Required work: Setting aside any pictures, reproduce the data exactly.

Supplied records:
###
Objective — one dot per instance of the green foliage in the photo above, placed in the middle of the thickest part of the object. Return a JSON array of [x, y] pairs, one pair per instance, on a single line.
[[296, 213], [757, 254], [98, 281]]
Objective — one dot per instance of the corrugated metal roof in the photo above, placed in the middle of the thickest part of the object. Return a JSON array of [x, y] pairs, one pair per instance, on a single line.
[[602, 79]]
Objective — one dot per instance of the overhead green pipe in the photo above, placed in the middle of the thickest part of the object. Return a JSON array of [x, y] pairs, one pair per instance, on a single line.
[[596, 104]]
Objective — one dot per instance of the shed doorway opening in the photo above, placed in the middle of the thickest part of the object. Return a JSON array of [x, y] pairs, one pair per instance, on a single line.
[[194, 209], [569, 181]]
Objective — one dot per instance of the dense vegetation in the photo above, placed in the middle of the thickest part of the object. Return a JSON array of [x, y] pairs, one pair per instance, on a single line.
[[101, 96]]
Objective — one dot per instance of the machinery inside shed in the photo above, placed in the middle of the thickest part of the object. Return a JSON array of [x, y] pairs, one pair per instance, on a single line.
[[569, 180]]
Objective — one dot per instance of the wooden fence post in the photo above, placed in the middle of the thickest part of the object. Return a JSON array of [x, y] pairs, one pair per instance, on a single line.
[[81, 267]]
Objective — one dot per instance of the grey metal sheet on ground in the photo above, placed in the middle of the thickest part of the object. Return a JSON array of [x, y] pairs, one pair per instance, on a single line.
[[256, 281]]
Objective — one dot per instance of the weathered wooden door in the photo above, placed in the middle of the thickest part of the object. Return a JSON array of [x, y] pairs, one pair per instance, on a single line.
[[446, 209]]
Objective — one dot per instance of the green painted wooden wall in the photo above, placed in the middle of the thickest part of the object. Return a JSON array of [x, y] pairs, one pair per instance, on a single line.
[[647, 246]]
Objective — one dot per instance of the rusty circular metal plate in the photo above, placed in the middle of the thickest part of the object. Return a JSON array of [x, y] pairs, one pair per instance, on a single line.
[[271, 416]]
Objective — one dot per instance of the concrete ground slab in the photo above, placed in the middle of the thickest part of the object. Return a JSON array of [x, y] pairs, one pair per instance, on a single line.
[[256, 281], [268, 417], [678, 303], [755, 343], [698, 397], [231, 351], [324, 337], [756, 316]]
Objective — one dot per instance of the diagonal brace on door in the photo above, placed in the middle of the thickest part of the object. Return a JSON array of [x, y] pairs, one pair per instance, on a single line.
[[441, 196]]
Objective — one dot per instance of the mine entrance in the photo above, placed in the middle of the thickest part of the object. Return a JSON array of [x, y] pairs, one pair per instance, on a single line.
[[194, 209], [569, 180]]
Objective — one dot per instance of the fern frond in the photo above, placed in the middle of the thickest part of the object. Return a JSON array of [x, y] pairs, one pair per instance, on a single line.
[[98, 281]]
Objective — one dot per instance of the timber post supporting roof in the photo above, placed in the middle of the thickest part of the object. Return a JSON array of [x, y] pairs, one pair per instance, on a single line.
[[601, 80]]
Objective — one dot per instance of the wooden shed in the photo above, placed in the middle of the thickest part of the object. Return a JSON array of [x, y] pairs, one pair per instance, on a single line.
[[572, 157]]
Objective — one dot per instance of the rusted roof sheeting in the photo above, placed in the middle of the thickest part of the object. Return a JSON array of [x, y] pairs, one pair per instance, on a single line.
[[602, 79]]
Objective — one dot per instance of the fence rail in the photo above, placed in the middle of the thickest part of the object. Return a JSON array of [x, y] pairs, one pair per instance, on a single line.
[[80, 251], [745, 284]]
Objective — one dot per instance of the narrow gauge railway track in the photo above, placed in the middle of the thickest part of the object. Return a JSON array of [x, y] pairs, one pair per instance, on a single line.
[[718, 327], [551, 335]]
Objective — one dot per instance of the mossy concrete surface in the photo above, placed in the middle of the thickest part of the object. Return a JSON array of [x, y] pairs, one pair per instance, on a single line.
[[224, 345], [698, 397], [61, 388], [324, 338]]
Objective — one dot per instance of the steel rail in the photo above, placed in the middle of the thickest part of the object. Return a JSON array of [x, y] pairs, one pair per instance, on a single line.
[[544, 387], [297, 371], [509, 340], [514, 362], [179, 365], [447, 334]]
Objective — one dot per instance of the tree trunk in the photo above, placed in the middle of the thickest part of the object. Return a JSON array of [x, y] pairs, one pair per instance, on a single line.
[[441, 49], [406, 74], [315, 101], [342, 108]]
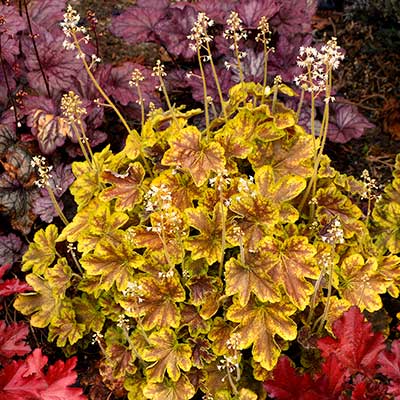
###
Expected output:
Objective — one dot per instance of the green foliage in the photo above, placed in the middle of the thickest part of the object. Return a JSON array of [x, y] pairs, one pair per instance, on a single line.
[[296, 213], [757, 254], [98, 281]]
Objective — one dot per instance of the corrugated metal roof in the photo above, placed in the middle of the thickest part of the object. Return a JSON array of [x, y] pairs, one pair per instance, on a single line.
[[602, 79]]
Objective — one dot per instance of the overhead green pipe in the photo above, placed in the middle of the thickest part of the object. Return a JSON array of [x, y] pairs, one pair per instance, on a single line.
[[596, 104]]
Objective — one dot per instance of the shed doorway opening in the photo above, placed in the middle of the thickest part of the object. Return a JSON array of [x, y] pairs, one pair per instance, on a single line.
[[194, 209], [569, 181]]
Objective — one dot per instance of the dense vegetation in the photo above, placed in the middle of the thickest part of the object. Return a JSON array of [x, y] pairs, one pair per instance, on a single line.
[[101, 96]]
Objective — one dot per instance of the machinery inside shed in the photo above, placed in the middle of the thickest part of the object. Return a JSON array of [x, y] pairs, one pair per instance, on a single line.
[[569, 180]]
Objective — one dot per instance of the wooden fence post in the photo above, placed in the middle of the thickest part of the object. Return a JSON array of [x, y] pairs, one pair per instance, on a single line.
[[81, 267]]
Objective — one dot per instance of the grey metal sheet on ground in the photo above, placed in the middle of the thickest part of the object. Return a JSON array of [x, y] pairs, one pair per instance, on a single line.
[[256, 281]]
Objective — one dot per instance of the weathered wooden door in the photo above, placed in the middle of the thickest part of the object. Return a JSON array of [x, y] pairs, one pair per instance, on a single line.
[[446, 209]]
Objective — one dot per instance of the green painted wooden wall in the photo above, placed in the middle of the thickest part of the object. Return a JSON array of [x, y] pairs, one pair per instance, on a single line.
[[647, 246]]
Objective — one dot per instance of the rusty circular metal plate in the photo above, placed in the middle of the thickest part of the object. Return a JSON array of [x, y] pairs, one pair per instance, on a single line.
[[271, 416]]
Objective — one dot per instance of the concrete ground slab in the photo above, placed in the middle of the thickest part of the object. Return a JSON array of [x, y] pairs, one pair per instance, on a single line.
[[256, 281], [268, 417], [678, 303], [755, 343], [698, 397], [231, 351], [324, 337], [756, 316]]
Objective — one dot per instance of the diagonal brace on door in the photo above, placed in the middle of the thickest part of the object. Return a JSON array of [x, y] pairs, one pair per instance, on a single line.
[[441, 196]]
Objective — one dot per instance of the mine entrance in the photo above, placed in the middle of the thickest part of the object. Return a JSON array of [x, y] pairs, one pair per instance, on a single line.
[[194, 209], [569, 180]]
Objective — one dot per instance of the fern frond in the photo above, placed in the middle of the thickest part of the object. Return a JSON array of [x, y] pairs, one pair per instance, on a single line.
[[98, 281]]
Objective — one dot per instance of the timber post supporting roof in the photo above, placed in the middle of the thickest part of the object. Return a JSON array of [x, y] pairs, one pair per instance, on a single line.
[[601, 80]]
Objective — one dot per instance of the wooden shed in the photo above, placed in the middle of the thickest part of the object. Return a JSON array of [x, y] pairs, one pair per instance, on a single line.
[[572, 157]]
Objective — one dot per instance of the rusted roof sheeting in the photo above, placed in the middle of the thickest part of the object. Return a JSON array of [x, y] pairs, one pair per instance, on a single line.
[[602, 79]]
Objective — one dot per instance of the fence rail in the photo above, placed in the middle of the thickest part of the object. Return a JSON array of [x, y] pairs, one pair per instance, on a single line.
[[80, 251], [745, 284]]
Objective — one dot per instance of the narrow gauge railway track in the photo above, placed in the middle of the thickest part of the object. Return a JSON array of [x, y] pairs, one pair per instance, on a single line.
[[718, 327], [551, 335]]
Objective — one dot per instance of the mossy concrete surface in the photo above, placed in the middle of the thickest part of the object. Return a JSON array of [x, y] pairs, one pair per instance, on a single line.
[[224, 345], [698, 397], [61, 388], [324, 338]]
Objective — one dot per instance of the steel rail in the photo above, placed in the middle of the thickest part of the object. Return a JSON array of [x, y] pairs, one pair per instance, on a single line.
[[544, 387], [297, 371], [509, 340], [514, 362], [179, 365], [447, 334]]
Objective — one dot per instance of the tree trunk in the photo above, placed in the middle of the thickest part of the object. Return a JSON array of [x, y] pairs, one pair per instance, on a single line.
[[441, 49], [406, 74], [315, 101], [342, 108]]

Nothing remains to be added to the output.